Records provided —

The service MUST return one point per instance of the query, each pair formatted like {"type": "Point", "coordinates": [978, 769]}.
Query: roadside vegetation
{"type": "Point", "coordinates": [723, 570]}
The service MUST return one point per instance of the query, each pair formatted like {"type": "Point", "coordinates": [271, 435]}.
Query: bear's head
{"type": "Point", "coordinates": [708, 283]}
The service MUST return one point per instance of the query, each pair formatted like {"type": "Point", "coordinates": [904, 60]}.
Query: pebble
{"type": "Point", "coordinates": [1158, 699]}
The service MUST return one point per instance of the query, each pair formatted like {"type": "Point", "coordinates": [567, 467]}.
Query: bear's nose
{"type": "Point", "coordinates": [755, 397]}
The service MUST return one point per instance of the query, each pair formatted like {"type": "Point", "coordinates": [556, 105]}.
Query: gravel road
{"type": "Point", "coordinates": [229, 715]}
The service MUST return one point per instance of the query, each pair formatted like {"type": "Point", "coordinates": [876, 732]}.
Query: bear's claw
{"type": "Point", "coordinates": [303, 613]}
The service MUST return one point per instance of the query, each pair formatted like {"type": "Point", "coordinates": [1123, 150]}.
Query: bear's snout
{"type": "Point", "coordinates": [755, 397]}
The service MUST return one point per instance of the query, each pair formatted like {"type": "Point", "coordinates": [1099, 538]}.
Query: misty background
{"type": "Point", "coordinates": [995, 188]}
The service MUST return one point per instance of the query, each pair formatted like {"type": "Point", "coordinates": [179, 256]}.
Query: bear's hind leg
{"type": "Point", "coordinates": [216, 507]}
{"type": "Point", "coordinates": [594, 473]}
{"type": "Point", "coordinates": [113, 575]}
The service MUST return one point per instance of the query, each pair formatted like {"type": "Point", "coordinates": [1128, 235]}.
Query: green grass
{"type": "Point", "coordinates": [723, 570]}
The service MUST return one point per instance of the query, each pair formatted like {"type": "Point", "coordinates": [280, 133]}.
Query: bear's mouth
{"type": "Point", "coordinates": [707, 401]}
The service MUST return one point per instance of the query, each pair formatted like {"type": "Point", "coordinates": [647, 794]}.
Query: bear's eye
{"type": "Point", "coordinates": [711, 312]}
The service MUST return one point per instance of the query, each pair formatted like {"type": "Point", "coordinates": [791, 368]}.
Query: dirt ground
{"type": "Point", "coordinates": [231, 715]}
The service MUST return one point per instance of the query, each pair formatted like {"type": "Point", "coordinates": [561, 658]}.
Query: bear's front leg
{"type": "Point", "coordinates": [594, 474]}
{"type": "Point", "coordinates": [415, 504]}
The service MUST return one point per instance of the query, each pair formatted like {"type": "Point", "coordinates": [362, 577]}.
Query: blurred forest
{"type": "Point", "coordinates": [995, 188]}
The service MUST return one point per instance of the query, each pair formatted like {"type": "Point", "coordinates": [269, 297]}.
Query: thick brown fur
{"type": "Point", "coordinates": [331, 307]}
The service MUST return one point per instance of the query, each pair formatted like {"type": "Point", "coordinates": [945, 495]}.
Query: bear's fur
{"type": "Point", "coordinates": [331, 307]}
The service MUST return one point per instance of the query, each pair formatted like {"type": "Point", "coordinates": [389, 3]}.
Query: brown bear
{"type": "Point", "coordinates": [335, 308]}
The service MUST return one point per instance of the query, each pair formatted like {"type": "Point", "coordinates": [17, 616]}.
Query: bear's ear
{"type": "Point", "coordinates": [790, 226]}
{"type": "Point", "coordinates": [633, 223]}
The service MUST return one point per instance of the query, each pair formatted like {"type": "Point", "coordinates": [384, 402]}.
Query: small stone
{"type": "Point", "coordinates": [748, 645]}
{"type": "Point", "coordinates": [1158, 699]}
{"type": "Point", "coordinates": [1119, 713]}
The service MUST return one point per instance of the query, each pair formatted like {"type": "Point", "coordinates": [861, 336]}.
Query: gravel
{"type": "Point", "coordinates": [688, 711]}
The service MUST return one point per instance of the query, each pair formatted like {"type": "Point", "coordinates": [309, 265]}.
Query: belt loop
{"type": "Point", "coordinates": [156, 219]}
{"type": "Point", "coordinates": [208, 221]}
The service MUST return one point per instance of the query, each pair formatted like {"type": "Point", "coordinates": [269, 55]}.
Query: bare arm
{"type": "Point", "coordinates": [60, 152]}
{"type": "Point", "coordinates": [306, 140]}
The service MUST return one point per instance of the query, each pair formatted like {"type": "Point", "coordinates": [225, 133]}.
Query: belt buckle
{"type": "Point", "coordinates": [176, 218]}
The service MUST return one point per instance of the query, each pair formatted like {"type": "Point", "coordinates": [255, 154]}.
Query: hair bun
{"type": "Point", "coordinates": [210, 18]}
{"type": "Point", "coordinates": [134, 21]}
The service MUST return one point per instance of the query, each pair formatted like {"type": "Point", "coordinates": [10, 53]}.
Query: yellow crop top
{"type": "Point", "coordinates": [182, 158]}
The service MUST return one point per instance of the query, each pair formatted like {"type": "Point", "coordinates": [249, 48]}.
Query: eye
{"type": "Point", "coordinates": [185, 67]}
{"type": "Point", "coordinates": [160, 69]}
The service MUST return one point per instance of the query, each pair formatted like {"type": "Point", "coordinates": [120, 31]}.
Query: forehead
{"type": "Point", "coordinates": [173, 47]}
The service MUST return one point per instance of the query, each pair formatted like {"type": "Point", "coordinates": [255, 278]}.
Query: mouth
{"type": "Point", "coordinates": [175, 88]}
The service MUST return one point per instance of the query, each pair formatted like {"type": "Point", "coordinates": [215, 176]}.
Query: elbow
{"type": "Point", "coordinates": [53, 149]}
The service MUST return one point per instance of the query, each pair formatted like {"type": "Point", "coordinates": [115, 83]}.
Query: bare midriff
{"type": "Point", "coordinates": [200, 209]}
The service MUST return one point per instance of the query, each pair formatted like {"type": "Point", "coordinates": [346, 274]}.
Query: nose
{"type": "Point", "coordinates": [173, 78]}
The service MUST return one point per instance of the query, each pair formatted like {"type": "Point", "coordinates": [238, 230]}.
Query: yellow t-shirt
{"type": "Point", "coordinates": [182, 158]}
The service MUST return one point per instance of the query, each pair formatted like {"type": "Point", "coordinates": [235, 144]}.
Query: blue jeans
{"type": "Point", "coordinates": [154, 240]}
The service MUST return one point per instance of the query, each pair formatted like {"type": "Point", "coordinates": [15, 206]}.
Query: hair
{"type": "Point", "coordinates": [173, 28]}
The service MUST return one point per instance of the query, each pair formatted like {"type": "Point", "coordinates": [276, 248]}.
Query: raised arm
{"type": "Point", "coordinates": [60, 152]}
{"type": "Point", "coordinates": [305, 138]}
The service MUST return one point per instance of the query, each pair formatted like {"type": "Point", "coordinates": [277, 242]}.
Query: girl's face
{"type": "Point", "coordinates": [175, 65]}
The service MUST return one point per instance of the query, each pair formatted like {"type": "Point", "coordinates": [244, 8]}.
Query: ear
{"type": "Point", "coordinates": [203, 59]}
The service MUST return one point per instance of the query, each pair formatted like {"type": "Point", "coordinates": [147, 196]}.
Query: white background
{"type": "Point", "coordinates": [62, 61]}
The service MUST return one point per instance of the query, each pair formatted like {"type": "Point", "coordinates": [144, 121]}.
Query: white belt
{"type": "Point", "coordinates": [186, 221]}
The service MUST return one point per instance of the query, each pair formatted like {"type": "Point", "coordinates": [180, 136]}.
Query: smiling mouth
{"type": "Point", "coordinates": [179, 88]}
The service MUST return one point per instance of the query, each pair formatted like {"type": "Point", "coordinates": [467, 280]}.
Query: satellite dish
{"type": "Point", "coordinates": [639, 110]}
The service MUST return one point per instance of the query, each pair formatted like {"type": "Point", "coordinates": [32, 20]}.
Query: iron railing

Task to complete —
Nothing in the records may be left out; copy them all exactly.

Response to the task —
The service MUST return one point per instance of the query, each pair formatted like {"type": "Point", "coordinates": [978, 769]}.
Query: roadside vegetation
{"type": "Point", "coordinates": [723, 570]}
The service MUST return one point per instance of the query, each pair formatted like {"type": "Point", "coordinates": [271, 435]}.
Query: bear's head
{"type": "Point", "coordinates": [708, 283]}
The service MUST return one point per instance of the query, each pair formatted like {"type": "Point", "coordinates": [904, 60]}.
Query: pebble
{"type": "Point", "coordinates": [1158, 699]}
The service MUST return one point per instance of the query, each pair formatted like {"type": "Point", "coordinates": [567, 467]}.
Query: bear's nose
{"type": "Point", "coordinates": [755, 397]}
The service MUST return one point per instance of the query, each pair formatted like {"type": "Point", "coordinates": [556, 105]}.
Query: gravel road
{"type": "Point", "coordinates": [229, 715]}
The service MUST return one point per instance of the query, each pair formatted like {"type": "Point", "coordinates": [876, 732]}.
Query: bear's claw
{"type": "Point", "coordinates": [303, 613]}
The service MUST return one point per instance of the query, each pair formatted like {"type": "Point", "coordinates": [1123, 150]}.
Query: bear's snout
{"type": "Point", "coordinates": [755, 397]}
The service MUST return one point per instance of the query, each pair formatted like {"type": "Point", "coordinates": [1099, 538]}.
Query: misty background
{"type": "Point", "coordinates": [995, 188]}
The service MUST return one point per instance of the query, each pair formatted like {"type": "Point", "coordinates": [179, 256]}.
Query: bear's hind leg
{"type": "Point", "coordinates": [216, 507]}
{"type": "Point", "coordinates": [594, 473]}
{"type": "Point", "coordinates": [113, 575]}
The service MUST return one point per instance of the query, each pair formatted like {"type": "Point", "coordinates": [1128, 235]}.
Query: green grass
{"type": "Point", "coordinates": [723, 570]}
The service MUST return one point per instance of the query, each pair formatted like {"type": "Point", "coordinates": [280, 133]}.
Query: bear's mouth
{"type": "Point", "coordinates": [707, 401]}
The service MUST return one point per instance of the query, each pair formatted like {"type": "Point", "coordinates": [647, 794]}.
Query: bear's eye
{"type": "Point", "coordinates": [711, 312]}
The service MUST return one point per instance of the query, each pair formatted like {"type": "Point", "coordinates": [791, 368]}.
Query: dirt ground
{"type": "Point", "coordinates": [231, 715]}
The service MUST return one point per instance of the query, each pair formatted like {"type": "Point", "coordinates": [561, 658]}.
Query: bear's front leg
{"type": "Point", "coordinates": [594, 474]}
{"type": "Point", "coordinates": [415, 504]}
The service MUST return one point per instance of the query, each pair formatted like {"type": "Point", "coordinates": [362, 577]}.
Query: blurred forest
{"type": "Point", "coordinates": [995, 188]}
The service MUST return one point per instance of the query, each pair formatted like {"type": "Point", "coordinates": [269, 297]}.
Query: thick brown fur
{"type": "Point", "coordinates": [331, 307]}
The service MUST return one point per instance of the query, each pair formatted like {"type": "Point", "coordinates": [945, 495]}.
Query: bear's fur
{"type": "Point", "coordinates": [331, 307]}
The service MUST return one point per instance of the query, each pair formatted like {"type": "Point", "coordinates": [389, 3]}.
Query: brown bear
{"type": "Point", "coordinates": [335, 308]}
The service MUST return one point per instance of the query, each pair formatted like {"type": "Point", "coordinates": [17, 616]}.
Query: bear's ear
{"type": "Point", "coordinates": [790, 226]}
{"type": "Point", "coordinates": [633, 223]}
The service MUST return one point per instance of the query, each pair formatted like {"type": "Point", "coordinates": [384, 402]}.
Query: small stone
{"type": "Point", "coordinates": [748, 645]}
{"type": "Point", "coordinates": [1158, 699]}
{"type": "Point", "coordinates": [1119, 713]}
The service MUST return one point per instance of the query, each pair formatted like {"type": "Point", "coordinates": [861, 336]}.
Query: gravel
{"type": "Point", "coordinates": [688, 711]}
The service MUST return one point per instance of the query, each pair formatted like {"type": "Point", "coordinates": [309, 265]}.
Query: belt loop
{"type": "Point", "coordinates": [156, 219]}
{"type": "Point", "coordinates": [208, 221]}
The service MUST return one point per instance of the query, each pair formatted like {"type": "Point", "coordinates": [269, 55]}.
Query: bare arm
{"type": "Point", "coordinates": [60, 152]}
{"type": "Point", "coordinates": [306, 140]}
The service MUST return one point per instance of the query, each pair formatted like {"type": "Point", "coordinates": [225, 133]}.
Query: belt buckle
{"type": "Point", "coordinates": [176, 218]}
The service MUST return one point per instance of the query, each pair formatted like {"type": "Point", "coordinates": [255, 154]}.
Query: hair bun
{"type": "Point", "coordinates": [210, 18]}
{"type": "Point", "coordinates": [134, 21]}
The service MUST return one point per instance of the query, each pair formatted like {"type": "Point", "coordinates": [10, 53]}.
Query: yellow crop top
{"type": "Point", "coordinates": [182, 158]}
The service MUST return one point per instance of the query, each pair formatted like {"type": "Point", "coordinates": [249, 48]}.
Query: eye
{"type": "Point", "coordinates": [185, 67]}
{"type": "Point", "coordinates": [160, 69]}
The service MUST return one point per instance of the query, each pair formatted like {"type": "Point", "coordinates": [120, 31]}.
Query: forehead
{"type": "Point", "coordinates": [173, 47]}
The service MUST return one point per instance of the query, each pair formatted like {"type": "Point", "coordinates": [255, 278]}.
Query: mouth
{"type": "Point", "coordinates": [175, 88]}
The service MUST return one point per instance of the query, each pair formatted like {"type": "Point", "coordinates": [215, 176]}.
Query: elbow
{"type": "Point", "coordinates": [53, 149]}
The service MUST return one point per instance of the query, each pair formatted like {"type": "Point", "coordinates": [115, 83]}.
Query: bare midriff
{"type": "Point", "coordinates": [200, 209]}
The service MUST return one point per instance of the query, each pair formatted like {"type": "Point", "coordinates": [346, 274]}.
Query: nose
{"type": "Point", "coordinates": [173, 78]}
The service MUST return one point per instance of the query, each pair formatted like {"type": "Point", "coordinates": [238, 230]}.
Query: yellow t-shirt
{"type": "Point", "coordinates": [182, 158]}
The service MUST return one point per instance of the query, each pair formatted like {"type": "Point", "coordinates": [235, 144]}.
Query: blue jeans
{"type": "Point", "coordinates": [154, 240]}
The service MUST return one point per instance of the query, each pair formatted like {"type": "Point", "coordinates": [15, 206]}.
Query: hair
{"type": "Point", "coordinates": [173, 28]}
The service MUST return one point per instance of the query, each pair formatted like {"type": "Point", "coordinates": [276, 248]}.
Query: raised arm
{"type": "Point", "coordinates": [60, 152]}
{"type": "Point", "coordinates": [305, 138]}
The service MUST return one point per instance of the query, each pair formatted like {"type": "Point", "coordinates": [277, 242]}.
Query: girl's face
{"type": "Point", "coordinates": [175, 65]}
The service MUST return one point per instance of the query, each pair formatted like {"type": "Point", "coordinates": [244, 8]}.
Query: ear
{"type": "Point", "coordinates": [203, 59]}
The service MUST return one point per instance of the query, each pair formatted like {"type": "Point", "coordinates": [147, 196]}.
Query: white background
{"type": "Point", "coordinates": [62, 61]}
The service MUST return one point per instance of the query, each pair formatted like {"type": "Point", "coordinates": [144, 121]}.
Query: white belt
{"type": "Point", "coordinates": [186, 221]}
The service MUST return one point per instance of the query, each pair formatted like {"type": "Point", "coordinates": [180, 136]}.
Query: smiling mouth
{"type": "Point", "coordinates": [179, 88]}
The service MUST return one point per instance of the query, each pair formatted like {"type": "Point", "coordinates": [467, 280]}.
Query: satellite dish
{"type": "Point", "coordinates": [639, 110]}
The service MUST return one point per instance of the query, each pair formatted like {"type": "Point", "coordinates": [32, 20]}.
Query: iron railing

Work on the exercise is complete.